### Task
Return the listing beneath precisely, with every line intact.

### Records provided

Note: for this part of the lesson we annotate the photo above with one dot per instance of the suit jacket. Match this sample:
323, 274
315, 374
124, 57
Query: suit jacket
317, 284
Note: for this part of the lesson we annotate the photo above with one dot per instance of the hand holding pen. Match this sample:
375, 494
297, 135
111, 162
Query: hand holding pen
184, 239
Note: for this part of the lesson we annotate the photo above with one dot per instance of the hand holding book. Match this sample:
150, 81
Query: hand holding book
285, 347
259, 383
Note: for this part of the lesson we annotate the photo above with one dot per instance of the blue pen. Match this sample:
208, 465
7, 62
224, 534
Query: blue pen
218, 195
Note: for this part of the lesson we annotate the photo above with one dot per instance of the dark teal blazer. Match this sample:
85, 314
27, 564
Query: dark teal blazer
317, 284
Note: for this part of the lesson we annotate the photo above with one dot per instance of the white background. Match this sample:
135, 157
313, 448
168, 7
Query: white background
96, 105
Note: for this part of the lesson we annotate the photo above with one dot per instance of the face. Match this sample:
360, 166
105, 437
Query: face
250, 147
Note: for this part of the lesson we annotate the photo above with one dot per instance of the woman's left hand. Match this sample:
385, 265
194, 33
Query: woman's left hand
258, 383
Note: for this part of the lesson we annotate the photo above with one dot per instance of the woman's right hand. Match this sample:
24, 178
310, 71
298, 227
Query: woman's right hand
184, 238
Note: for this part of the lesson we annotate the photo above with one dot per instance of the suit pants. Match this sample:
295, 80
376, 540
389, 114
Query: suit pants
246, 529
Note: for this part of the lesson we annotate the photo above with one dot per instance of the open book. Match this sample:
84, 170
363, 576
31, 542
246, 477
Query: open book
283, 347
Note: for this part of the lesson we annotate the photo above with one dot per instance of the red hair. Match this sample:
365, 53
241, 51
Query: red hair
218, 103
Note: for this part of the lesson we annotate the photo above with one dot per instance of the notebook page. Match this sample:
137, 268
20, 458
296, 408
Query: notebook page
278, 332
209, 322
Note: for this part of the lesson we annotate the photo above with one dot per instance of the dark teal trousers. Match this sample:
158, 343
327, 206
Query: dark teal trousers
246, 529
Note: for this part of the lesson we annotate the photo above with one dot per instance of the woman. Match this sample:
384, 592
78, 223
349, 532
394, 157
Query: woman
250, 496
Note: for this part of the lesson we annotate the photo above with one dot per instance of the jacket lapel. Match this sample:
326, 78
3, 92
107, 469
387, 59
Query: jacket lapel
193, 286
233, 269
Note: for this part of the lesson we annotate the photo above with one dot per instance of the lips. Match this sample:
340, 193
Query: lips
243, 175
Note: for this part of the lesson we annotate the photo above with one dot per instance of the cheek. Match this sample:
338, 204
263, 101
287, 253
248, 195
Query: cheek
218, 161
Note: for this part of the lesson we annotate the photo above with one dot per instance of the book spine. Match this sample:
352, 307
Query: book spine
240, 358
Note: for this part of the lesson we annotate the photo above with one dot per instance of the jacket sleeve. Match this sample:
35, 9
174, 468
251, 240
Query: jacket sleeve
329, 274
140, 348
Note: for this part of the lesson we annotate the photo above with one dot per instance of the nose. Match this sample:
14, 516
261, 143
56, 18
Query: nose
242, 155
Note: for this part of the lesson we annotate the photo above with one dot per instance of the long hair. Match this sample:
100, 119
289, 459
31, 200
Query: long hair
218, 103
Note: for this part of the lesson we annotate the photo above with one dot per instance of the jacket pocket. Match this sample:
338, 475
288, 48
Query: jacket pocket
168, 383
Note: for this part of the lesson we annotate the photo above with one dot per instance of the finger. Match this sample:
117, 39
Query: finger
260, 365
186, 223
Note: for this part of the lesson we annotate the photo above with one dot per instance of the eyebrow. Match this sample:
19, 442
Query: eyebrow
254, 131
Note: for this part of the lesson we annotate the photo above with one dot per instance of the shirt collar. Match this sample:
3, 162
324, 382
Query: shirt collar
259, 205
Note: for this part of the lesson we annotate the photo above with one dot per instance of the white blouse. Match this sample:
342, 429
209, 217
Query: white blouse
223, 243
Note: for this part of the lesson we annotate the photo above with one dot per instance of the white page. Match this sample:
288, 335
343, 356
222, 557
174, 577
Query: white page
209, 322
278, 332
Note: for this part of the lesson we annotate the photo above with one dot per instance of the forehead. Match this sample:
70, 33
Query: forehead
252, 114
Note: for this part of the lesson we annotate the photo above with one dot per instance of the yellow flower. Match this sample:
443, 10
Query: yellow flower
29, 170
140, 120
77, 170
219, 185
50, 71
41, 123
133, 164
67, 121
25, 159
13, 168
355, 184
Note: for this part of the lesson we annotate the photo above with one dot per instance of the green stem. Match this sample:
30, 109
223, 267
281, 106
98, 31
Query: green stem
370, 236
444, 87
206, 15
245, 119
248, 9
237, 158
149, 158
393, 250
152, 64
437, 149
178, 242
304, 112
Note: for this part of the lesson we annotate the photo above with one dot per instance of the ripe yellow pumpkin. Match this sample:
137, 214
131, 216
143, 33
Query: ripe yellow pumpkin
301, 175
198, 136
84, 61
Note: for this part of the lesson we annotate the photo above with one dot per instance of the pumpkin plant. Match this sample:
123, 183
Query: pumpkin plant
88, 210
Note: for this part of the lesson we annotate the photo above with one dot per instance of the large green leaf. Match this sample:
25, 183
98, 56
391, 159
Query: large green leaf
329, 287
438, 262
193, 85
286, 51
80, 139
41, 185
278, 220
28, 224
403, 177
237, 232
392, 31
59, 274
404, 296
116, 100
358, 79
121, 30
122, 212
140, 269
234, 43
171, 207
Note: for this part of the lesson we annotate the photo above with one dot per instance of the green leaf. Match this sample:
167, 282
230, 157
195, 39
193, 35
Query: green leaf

### Exercise solution
Note: for this part of the lesson we annotate the photo above with one dot per instance of the suit jacket. Match this sample:
323, 274
315, 374
124, 57
Query: suit jacket
317, 284
Note: for this part of the lesson we annotate the photo above with one dot per instance of the hand holding pen. Match this sample:
375, 494
297, 135
111, 162
Query: hand holding pen
184, 239
Note: for this part of the lesson we annotate the photo above with one dot per instance of the hand holding book. Match this sample:
150, 81
Query: hand holding book
285, 347
259, 383
Note: for this part of the lesson we annotate the photo above with one dot per instance of the blue pen. Match this sample:
208, 465
7, 62
224, 534
Query: blue pen
218, 195
Note: for this part of the lesson we annotate the photo above with one dot per instance of the dark teal blazer. Match this sample:
85, 314
27, 564
Query: dark teal blazer
317, 284
Note: for this part of the lesson we annotate the photo above with one dot per instance of the white background. Match this sample:
135, 157
313, 448
168, 7
Query: white background
96, 105
Note: for this part of the lesson we annotate the photo above with one dot per instance of the face. Match this sample:
360, 166
105, 437
Query: face
250, 147
Note: for this part of the lesson we annotate the photo above with one dot per instance of the woman's left hand. Match this sample:
385, 265
194, 33
Query: woman's left hand
258, 383
Note: for this part of the lesson we annotate the photo above with one dot per instance of the woman's right hand. Match this sample:
24, 178
310, 71
298, 227
Query: woman's right hand
184, 238
Note: for this part of the lesson we annotate the photo above with one dot per instance of the suit pants. Match this sample:
295, 80
376, 540
389, 114
Query: suit pants
246, 529
Note: for this part of the lesson we annotate the photo above with one dot per instance of the open book. Match this sample:
84, 170
363, 576
31, 542
246, 477
Query: open book
283, 347
Note: for this part of the lesson we annotate the photo above with one dot per instance of the red hair. Match this sample:
365, 53
241, 51
Query: red hair
218, 103
Note: for this part of the lesson we annotate the photo above with one dot per instance of the notebook page. Match this sample:
137, 268
20, 458
296, 408
Query: notebook page
278, 332
209, 322
Note: for this part of the lesson we annotate the photo above with one dot per instance of the dark teal trousers. Match this sample:
158, 343
327, 206
Query: dark teal trousers
246, 529
Note: for this part of the lesson we annotate the photo above with one dot per instance of the woman. Match this sample:
384, 592
78, 223
349, 532
394, 157
Query: woman
250, 496
Note: for this part of the lesson we annotate the photo above with one dot per instance of the jacket lapel. Match this sample:
326, 78
3, 92
107, 469
387, 59
Query: jacket lapel
193, 286
233, 269
Note: for this part of the lesson we annotate the photo above with one dot per instance of the lips. Match this sample:
340, 193
Query: lips
243, 175
Note: for this part of the lesson we annotate the photo above with one dot per instance of the cheek. Match this sample:
338, 204
263, 101
287, 253
248, 195
Query: cheek
218, 161
Note: for this part of the lesson we annotate the photo above with one dot per instance of the book spine. Match this sample:
352, 307
Query: book spine
240, 358
Note: for this part of the lesson we annotate the photo above with one dot per instance of the jacket sleeve. Match this sample:
35, 9
174, 468
251, 240
Query: jacket sleeve
329, 274
140, 348
Note: for this part of the lesson we annotate the photo above with one dot per instance of the nose. Match this sample:
14, 516
261, 143
56, 18
Query: nose
242, 155
Note: for this part of the lesson we annotate the photo above with one dot per instance of the long hair. Match this sample:
100, 119
289, 459
31, 200
Query: long hair
218, 103
Note: for this part of the lesson we annotate the photo above with one dot per instance of the jacket pocket. Match this sample:
338, 475
288, 48
Query: jacket pocket
168, 383
Note: for this part of the lesson we annotate the photo above with one dot per instance of the finger. Match this sample:
117, 39
Query: finger
260, 365
186, 223
Note: for this part of the lesson we annotate the photo above with one dot per instance of the eyebrow. Match this sample:
19, 442
Query: eyebrow
254, 131
Note: for this part of the lesson we annotate the photo above with one dot per instance of the shirt collar. Match this sample:
3, 162
324, 382
Query: shirt collar
259, 205
Note: for this part of the lesson we annotate the photo above with one dot per instance of the white blouse. Match this sample:
342, 429
209, 217
Query: white blouse
223, 243
Note: for this part of the lesson we annotate the photo above with one dot per instance of the white page. Match this sample:
288, 335
343, 356
222, 557
174, 577
Query: white page
209, 322
278, 332
Note: for this part of the lesson we annotate the photo above with one dot per instance of the forehead. Match this sample:
70, 33
Query: forehead
252, 114
Note: for this part of the lesson we annotate the photo above with one dot per instance of the yellow flower. Match this sample:
443, 10
Query: yellow flower
29, 170
140, 120
77, 170
219, 185
50, 71
41, 123
133, 164
67, 121
25, 159
13, 168
355, 184
Note: for this part of the lesson we annotate the photo above with one dot per instance of the green stem. Match this sample:
30, 109
223, 267
281, 106
98, 31
Query: green stem
370, 236
444, 87
206, 15
245, 119
248, 9
237, 158
149, 158
393, 250
152, 64
437, 149
178, 242
304, 112
Note: for this part of the lesson we annotate the photo above with one dot per instance of the ripe yellow pumpkin. Match this sample:
137, 214
131, 216
143, 33
Query: ripe yellow pumpkin
301, 175
198, 136
84, 61
Note: for this part of the lesson we annotate the photo above with one dot per instance of the pumpkin plant. Match this sample:
123, 183
Query: pumpkin plant
88, 210
Note: for this part of the lesson we annotate the photo above with one dot per instance of the large green leaf. Match this sample:
25, 183
98, 56
391, 159
Query: large green leaf
329, 287
438, 262
193, 85
286, 51
80, 139
41, 185
278, 220
28, 224
403, 177
237, 232
392, 31
59, 274
404, 296
116, 100
358, 79
121, 30
122, 212
140, 269
234, 43
171, 207
Note: for this part of the lesson we annotate the photo above with one dot per instance of the green leaf. Match this sample:
167, 282
230, 157
195, 39
193, 35
Query: green leaf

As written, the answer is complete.